Copy out, word for word and in full, the piece below on how sex workers are organizing to prevent child commercial sexual exploitation.
--- start of Document ---
As the UN Advisory Group on Sex Work and HIV turns its attention toward young people and sex work Cheryl Overs reflects on what is known about child commercial sexual exploitation and how sex workers are organising to prevent it.

I was a prostitute before I was even a woman. I began when I was 10-years-old and I have experienced things you cannot imagine. I know I cannot erase my past, but I can help stop other children from going through the same experience,” said Damaris, who came together with four other sex workers, ages 18 to 49, to speak to a group of taxi drivers.[1]

Paying children for sex is always child abuse and ideally people under the age of consent should not sell sex. Laws against child abuse and the involvement of young people in commercial sex, including age of consent laws are universal. Nevertheless young people continue to sell sexual services in most parts of the world.

The extent and exact nature of commercial child sexual abuse is unknown and the evidence base is unreliable because of the difficulties of collecting data. But we know that it is widespread and that it happens in different ways in different places – from individual acts of abuse to organised and international crime gangs.
--- end of Document ---
--- start of Data excerpt ---
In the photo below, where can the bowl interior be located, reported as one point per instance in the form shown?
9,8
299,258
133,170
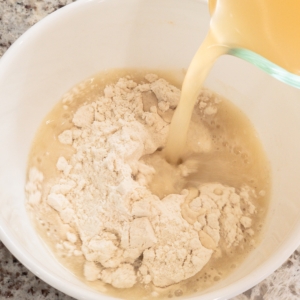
--- end of Data excerpt ---
◆ **Finished task**:
As the UN Advisory Group on Sex Work and HIV turns its attention toward young people and sex work Cheryl Overs reflects on what is known about child commercial sexual exploitation and how sex workers are organising to prevent it.

I was a prostitute before I was even a woman. I began when I was 10-years-old and I have experienced things you cannot imagine. I know I cannot erase my past, but I can help stop other children from going through the same experience,” said Damaris, who came together with four other sex workers, ages 18 to 49, to speak to a group of taxi drivers.[1]

Paying children for sex is always child abuse and ideally people under the age of consent should not sell sex. Laws against child abuse and the involvement of young people in commercial sex, including age of consent laws are universal. Nevertheless young people continue to sell sexual services in most parts of the world.

The extent and exact nature of commercial child sexual abuse is unknown and the evidence base is unreliable because of the difficulties of collecting data. But we know that it is widespread and that it happens in different ways in different places – from individual acts of abuse to organised and international crime gangs.